* PASSAGE SHOWN *
++++

Photo collage: (Top photo) August 16, 2015: Ombudsman staff distributed information about our work with closed meetings and how we will oversee municipalities under Bill 8 at the Association of Municipalities of Ontario annual conference in Niagara Falls. October 14, 2015: Senior Counsel Laura Pettigrew explains the Ombudsman’s new role at an Association of Municipal Managers, Clerks and Treasurers meeting in Petrolia.
 
We reviewed many cases where municipalities correctly applied this exception. For example, the Town of Bracebridge, the Township of Baldwin, and the City of Elliot Lake properly closed meetings to review job applications, which included discussion of such personal information as candidates’ education and work history. The Municipality of Whitestone did so to talk about staff performance. Similarly, discussions about the conduct of identifiable individuals in the Municipality of South Huron, the Township of Woolwich, the Town of Cochrane, the Township of Joly, and the Municipality of Central Huron all fit within the exception.
 
Several municipalities have expressed an interest in having the open meeting exceptions extended to allow them to discuss confidential commercial or financial information behind closed doors, and have asked the Ministry of Municipal Affairs and Housing to consider this in its ongoing review of the Municipal Act.

When and where

Public notice of a meeting is essential to ensuring citizens can observe local government in action. The Municipal Act doesn’t specify how or when the public should be notified of meetings, but it does require each municipality to write its procedure into its by-laws, including the time and location of regular meetings. Short-notice meetings in the case of an emergency can be permissible, depending on the municipality’s procedure by-law. The Ombudsman found this was the case in April 2014, when the Township of Joly called a special closed meeting to discuss urgent employment matters with the township solicitor.
 
However, the Ombudsman found that the Municipality of Magnetawan’s failure in February 2015 to post any notice of an open meeting until two hours after it started effectively made it an illegal closed meeting. Similarly, council for the Township of Black River-Matheson violated the open meeting rules when it moved its meeting from council chambers to a local arena but failed to tell the public – even though the larger venue was selected in order to accommodate more people.
 
The Mayor of the City of Clarence-Rockland’s sudden decision to move an August 2014 meeting because of a disruption generated our highest number of complaints this year – 20. In that case, even though the meeting was video recorded and posted online, the Ombudsman found it was illegal because the public was barred from attending.
But when councillors for the Municipality of Killarney took a mid-meeting field trip to a local wharf in April 2014, the Ombudsman found that the meeting was not illegal because members of the public were present, although ideally, notice should have been given.

++++

* ACTIONS TO TAKE *
A - Reproduce the part of the passage on municipal meetings that begins with the words containing "When and where" and ends with "the township solicitor.".
B - In the passage on municipal meetings, which municipality did not post notice of an open meeting until two hours after it began?
The items that follow are drawn from a separate source.

* INFORMATION SHOWN *
++++

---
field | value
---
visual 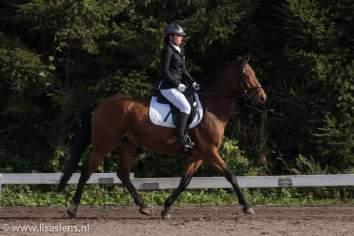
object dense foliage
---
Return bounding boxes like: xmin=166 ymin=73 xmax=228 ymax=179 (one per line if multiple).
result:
xmin=0 ymin=0 xmax=354 ymax=176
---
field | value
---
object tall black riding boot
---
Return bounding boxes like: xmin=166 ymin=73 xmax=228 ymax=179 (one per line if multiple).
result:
xmin=176 ymin=112 xmax=193 ymax=152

++++

* RESPONSES *
A -
When and where

Public notice of a meeting is essential to ensuring citizens can observe local government in action. The Municipal Act doesn’t specify how or when the public should be notified of meetings, but it does require each municipality to write its procedure into its by-laws, including the time and location of regular meetings. Short-notice meetings in the case of an emergency can be permissible, depending on the municipality’s procedure by-law. The Ombudsman found this was the case in April 2014, when the Township of Joly called a special closed meeting to discuss urgent employment matters with the township solicitor.

B - The Municipality of Magnetawan